[Stated exercise]
Return each entry exactly, omitting nothing.

[The data]
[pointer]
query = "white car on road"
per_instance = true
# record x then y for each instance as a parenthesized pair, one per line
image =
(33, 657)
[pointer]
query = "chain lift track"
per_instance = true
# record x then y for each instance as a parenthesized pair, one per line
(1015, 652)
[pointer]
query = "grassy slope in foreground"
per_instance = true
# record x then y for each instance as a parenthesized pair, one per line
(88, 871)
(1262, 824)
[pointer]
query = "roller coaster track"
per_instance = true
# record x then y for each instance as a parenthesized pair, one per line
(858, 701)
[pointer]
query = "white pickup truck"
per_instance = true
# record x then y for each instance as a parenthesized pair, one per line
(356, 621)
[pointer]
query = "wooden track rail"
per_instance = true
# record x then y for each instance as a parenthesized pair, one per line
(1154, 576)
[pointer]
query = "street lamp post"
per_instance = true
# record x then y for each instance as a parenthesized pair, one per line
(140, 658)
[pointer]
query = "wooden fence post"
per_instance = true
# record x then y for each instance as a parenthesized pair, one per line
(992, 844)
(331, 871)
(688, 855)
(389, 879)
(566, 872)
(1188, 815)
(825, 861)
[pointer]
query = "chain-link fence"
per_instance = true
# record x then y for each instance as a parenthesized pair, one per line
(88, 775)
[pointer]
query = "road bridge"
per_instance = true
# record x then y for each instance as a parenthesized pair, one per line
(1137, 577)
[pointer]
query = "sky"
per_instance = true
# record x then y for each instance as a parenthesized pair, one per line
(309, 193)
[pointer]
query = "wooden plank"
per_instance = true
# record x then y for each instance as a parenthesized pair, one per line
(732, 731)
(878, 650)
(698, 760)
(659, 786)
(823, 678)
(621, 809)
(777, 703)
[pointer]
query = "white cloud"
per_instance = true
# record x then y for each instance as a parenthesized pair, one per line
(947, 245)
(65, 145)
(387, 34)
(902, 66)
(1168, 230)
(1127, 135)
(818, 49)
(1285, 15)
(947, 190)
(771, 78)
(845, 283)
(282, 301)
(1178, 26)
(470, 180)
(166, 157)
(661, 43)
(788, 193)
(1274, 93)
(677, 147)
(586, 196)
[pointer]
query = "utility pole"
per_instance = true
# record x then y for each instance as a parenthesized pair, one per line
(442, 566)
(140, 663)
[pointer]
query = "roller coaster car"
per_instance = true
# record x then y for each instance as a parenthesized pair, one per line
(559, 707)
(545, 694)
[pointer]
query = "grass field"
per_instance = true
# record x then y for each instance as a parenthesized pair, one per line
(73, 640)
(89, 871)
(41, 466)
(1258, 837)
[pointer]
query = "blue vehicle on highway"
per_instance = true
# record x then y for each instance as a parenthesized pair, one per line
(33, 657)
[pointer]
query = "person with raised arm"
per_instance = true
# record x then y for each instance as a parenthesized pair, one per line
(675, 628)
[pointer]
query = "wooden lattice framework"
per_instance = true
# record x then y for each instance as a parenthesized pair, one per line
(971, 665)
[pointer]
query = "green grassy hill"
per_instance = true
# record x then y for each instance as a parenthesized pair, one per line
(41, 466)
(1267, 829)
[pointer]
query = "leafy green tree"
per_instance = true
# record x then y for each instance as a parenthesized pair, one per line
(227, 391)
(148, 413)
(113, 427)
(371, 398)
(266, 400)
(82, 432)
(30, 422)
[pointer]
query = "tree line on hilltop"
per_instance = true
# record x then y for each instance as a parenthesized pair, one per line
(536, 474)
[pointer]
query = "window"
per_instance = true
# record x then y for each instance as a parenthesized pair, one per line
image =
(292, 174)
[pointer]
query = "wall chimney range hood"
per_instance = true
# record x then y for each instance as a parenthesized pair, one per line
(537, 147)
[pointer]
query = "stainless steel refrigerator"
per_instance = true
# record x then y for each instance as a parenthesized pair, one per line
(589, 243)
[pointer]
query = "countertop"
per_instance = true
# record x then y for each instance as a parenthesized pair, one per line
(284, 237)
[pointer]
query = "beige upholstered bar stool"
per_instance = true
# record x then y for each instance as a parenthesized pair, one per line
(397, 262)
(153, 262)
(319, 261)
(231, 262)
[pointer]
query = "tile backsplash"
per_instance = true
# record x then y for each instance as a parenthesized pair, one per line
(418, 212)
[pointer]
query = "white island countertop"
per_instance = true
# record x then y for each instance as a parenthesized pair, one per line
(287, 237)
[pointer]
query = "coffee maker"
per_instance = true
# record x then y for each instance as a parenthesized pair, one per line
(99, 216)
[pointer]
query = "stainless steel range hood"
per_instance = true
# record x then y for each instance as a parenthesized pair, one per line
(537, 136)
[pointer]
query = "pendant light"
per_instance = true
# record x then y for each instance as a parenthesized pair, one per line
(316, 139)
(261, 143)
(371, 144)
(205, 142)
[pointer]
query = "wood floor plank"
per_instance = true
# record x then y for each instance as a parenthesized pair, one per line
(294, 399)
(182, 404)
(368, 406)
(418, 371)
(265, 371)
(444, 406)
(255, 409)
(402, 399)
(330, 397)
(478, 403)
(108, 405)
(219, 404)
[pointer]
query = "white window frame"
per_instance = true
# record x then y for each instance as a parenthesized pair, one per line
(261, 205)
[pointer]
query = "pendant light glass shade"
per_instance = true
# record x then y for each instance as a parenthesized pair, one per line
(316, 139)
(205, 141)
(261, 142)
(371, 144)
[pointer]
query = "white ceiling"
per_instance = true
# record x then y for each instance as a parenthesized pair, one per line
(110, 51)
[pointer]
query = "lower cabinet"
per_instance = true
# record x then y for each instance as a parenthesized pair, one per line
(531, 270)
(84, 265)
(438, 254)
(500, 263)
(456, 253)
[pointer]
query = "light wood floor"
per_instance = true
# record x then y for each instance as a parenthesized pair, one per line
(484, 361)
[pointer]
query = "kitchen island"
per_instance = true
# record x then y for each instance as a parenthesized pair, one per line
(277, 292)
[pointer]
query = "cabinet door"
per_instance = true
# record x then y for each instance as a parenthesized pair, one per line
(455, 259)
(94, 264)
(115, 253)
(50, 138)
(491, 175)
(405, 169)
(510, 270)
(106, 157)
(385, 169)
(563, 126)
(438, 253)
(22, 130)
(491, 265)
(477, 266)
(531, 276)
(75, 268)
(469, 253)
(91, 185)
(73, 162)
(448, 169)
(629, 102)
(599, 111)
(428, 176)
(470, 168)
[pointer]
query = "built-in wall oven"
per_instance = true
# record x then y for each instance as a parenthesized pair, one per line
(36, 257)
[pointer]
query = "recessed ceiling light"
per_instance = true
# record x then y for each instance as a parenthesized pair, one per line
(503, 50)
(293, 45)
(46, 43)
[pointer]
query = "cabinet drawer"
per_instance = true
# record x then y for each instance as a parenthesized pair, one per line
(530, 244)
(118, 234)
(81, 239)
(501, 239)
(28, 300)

[Response to the task]
[pointer]
query = "white car on road"
per_instance = true
# record x then y for each instance as a parenthesized pair, one per line
image =
(33, 657)
[pointer]
query = "chain lift track"
per_instance = true
# record x then y for each instance as a parenthesized pair, one per line
(1015, 652)
[pointer]
query = "grassy slope in foreground"
per_instance = true
# record x then y for each instance as a parenthesized pair, one per line
(88, 871)
(1262, 824)
[pointer]
query = "roller coaster track"
per_instance = true
# record x then y for each instance as a parenthesized pair, one per line
(858, 701)
[pointer]
query = "white pickup truck"
per_instance = true
# record x then y for each instance as a parenthesized pair, one per line
(356, 621)
[pointer]
query = "wooden track rail"
per_instance = true
# record x then y for each instance as a parenthesized pair, one per line
(1154, 576)
[pointer]
query = "street lamp post"
per_instance = true
# record x then y for each instance as a parenthesized pair, one per line
(140, 658)
[pointer]
query = "wooden fence post"
per_instance = true
# record x then y for each instance as a parenthesized pair, one per line
(992, 844)
(331, 871)
(688, 855)
(389, 879)
(566, 872)
(1188, 815)
(825, 861)
[pointer]
query = "chain-link fence"
per_instance = true
# record x then y for each instance as a parenthesized pair, one per line
(88, 775)
[pointer]
query = "road bridge"
per_instance = true
# record x then y for each instance as a parenthesized pair, one per line
(1137, 577)
[pointer]
query = "sky"
per_instance = true
# record x then y for each instance as a parenthesized pair, one per line
(309, 193)
[pointer]
query = "wooden plank"
per_instance = true
# record x then y for each instance as a parenthesized pair, one per line
(732, 731)
(878, 650)
(698, 760)
(659, 786)
(823, 678)
(621, 809)
(777, 703)
[pointer]
query = "white cloud"
per_instance = true
# record x then y for each instance as a parenthesized pair, one per line
(947, 245)
(65, 145)
(387, 34)
(902, 66)
(1168, 230)
(1127, 135)
(818, 49)
(1285, 15)
(947, 190)
(771, 78)
(845, 283)
(282, 301)
(1178, 26)
(470, 180)
(166, 157)
(661, 43)
(788, 193)
(1274, 93)
(677, 147)
(586, 196)
[pointer]
query = "utility pole"
per_instance = true
# record x then y for each instance as a parenthesized pair, one per line
(442, 566)
(140, 663)
[pointer]
query = "roller coaster car"
per_instance = true
# record x then y for each instance as a parenthesized pair, one per line
(559, 707)
(545, 694)
[pointer]
query = "grass field"
per_instance = true
# record x then y for each instance as a parenthesized pair, one per line
(73, 640)
(89, 871)
(41, 466)
(1258, 837)
[pointer]
query = "blue vehicle on highway"
per_instance = true
# record x then y for each instance as a parenthesized pair, one per line
(33, 657)
[pointer]
query = "person with raised arm"
per_instance = true
# record x then y for each instance as a parenthesized pair, one per line
(675, 628)
[pointer]
query = "wooden lattice framework"
per_instance = true
# record x then y for each instance as a parenthesized pair, one per line
(971, 665)
[pointer]
query = "green grassy hill"
per_instance = true
# record x then y for each instance as a parenthesized pair, one per line
(41, 466)
(1267, 829)
[pointer]
query = "leafy green tree"
per_instance = true
# record x then y for each instance as a parenthesized pair, one per line
(227, 391)
(148, 413)
(113, 427)
(371, 398)
(266, 400)
(82, 432)
(30, 422)
[pointer]
query = "tree line on hilltop"
per_instance = true
# record x then y for each instance as a parenthesized pair, one per line
(536, 474)
[pointer]
query = "window"
per_instance = true
# record x then y for each instance as a parenthesized pair, one per line
image =
(292, 174)
[pointer]
query = "wall chimney range hood"
per_instance = true
# record x then y for each instance as a parenthesized pair, one per line
(537, 147)
[pointer]
query = "stainless steel refrigerator"
per_instance = true
# record x then y for each instance as a parenthesized pair, one per line
(589, 243)
[pointer]
query = "countertop"
per_instance = true
# record x then y for each instance as a parenthesized pair, one per line
(284, 237)
[pointer]
query = "beige upholstered bar stool"
per_instance = true
# record x then y for each instance as a parenthesized pair, one per line
(397, 262)
(153, 262)
(319, 261)
(231, 262)
[pointer]
query = "tile backsplash"
per_instance = true
# record x then y for each instance as a parenthesized pair, one per line
(418, 212)
[pointer]
query = "white island countertop"
per_instance = true
# record x then y for each instance as a parenthesized pair, one per line
(287, 237)
[pointer]
query = "coffee maker"
per_instance = true
# record x then y for each instance as a parenthesized pair, one per line
(99, 216)
[pointer]
query = "stainless steel range hood"
per_instance = true
# record x then y for each instance as a parenthesized pair, one per line
(537, 136)
[pointer]
query = "pendant light"
per_instance = true
# record x then y for each instance as a parenthesized pair, one per line
(316, 139)
(261, 143)
(371, 144)
(205, 142)
[pointer]
query = "wood floor plank"
per_instance = true
# record x then y for each instance as a parenthesized pair, one per line
(294, 399)
(182, 404)
(368, 406)
(418, 371)
(265, 371)
(444, 406)
(255, 409)
(402, 399)
(330, 397)
(478, 403)
(108, 405)
(219, 404)
[pointer]
query = "white window frame"
per_instance = true
# record x then y for each instance as a parenthesized pair, one per line
(261, 205)
[pointer]
query = "pendant light glass shade"
per_instance = true
# record x then y for each instance as a parenthesized pair, one per line
(316, 139)
(205, 141)
(261, 142)
(371, 144)
[pointer]
query = "white ceiling"
per_instance = true
# record x then y for each instance as a parenthesized pair, one per line
(110, 51)
[pointer]
query = "lower cabinet"
per_instance = true
# record x then y for each instance as a parenthesized pair, one per line
(531, 270)
(84, 265)
(438, 254)
(500, 263)
(456, 253)
[pointer]
query = "light wood floor"
per_instance = true
# record x then y for each instance as a parenthesized pair, one per line
(484, 361)
[pointer]
query = "kitchen island"
per_instance = true
# record x then y for each instance as a parenthesized pair, one per line
(277, 292)
[pointer]
query = "cabinet door"
per_instance = true
# record x then y for each instance as a parenthesized pair, one per line
(455, 259)
(94, 264)
(115, 253)
(50, 138)
(491, 175)
(405, 169)
(510, 270)
(106, 157)
(385, 169)
(563, 126)
(438, 253)
(22, 130)
(491, 265)
(477, 266)
(531, 276)
(75, 268)
(469, 253)
(91, 185)
(73, 162)
(448, 169)
(629, 102)
(599, 111)
(428, 176)
(470, 168)
[pointer]
query = "built-in wall oven"
per_instance = true
# record x then y for each instance as a parenthesized pair, one per line
(36, 257)
[pointer]
query = "recessed ceiling light"
per_instance = true
# record x then y for each instance as a parenthesized pair, one per line
(503, 50)
(293, 45)
(46, 43)
[pointer]
query = "cabinet drawer"
per_instance = true
# record x then y for each instance as a parenthesized pair, one per line
(530, 244)
(118, 234)
(81, 239)
(501, 239)
(28, 300)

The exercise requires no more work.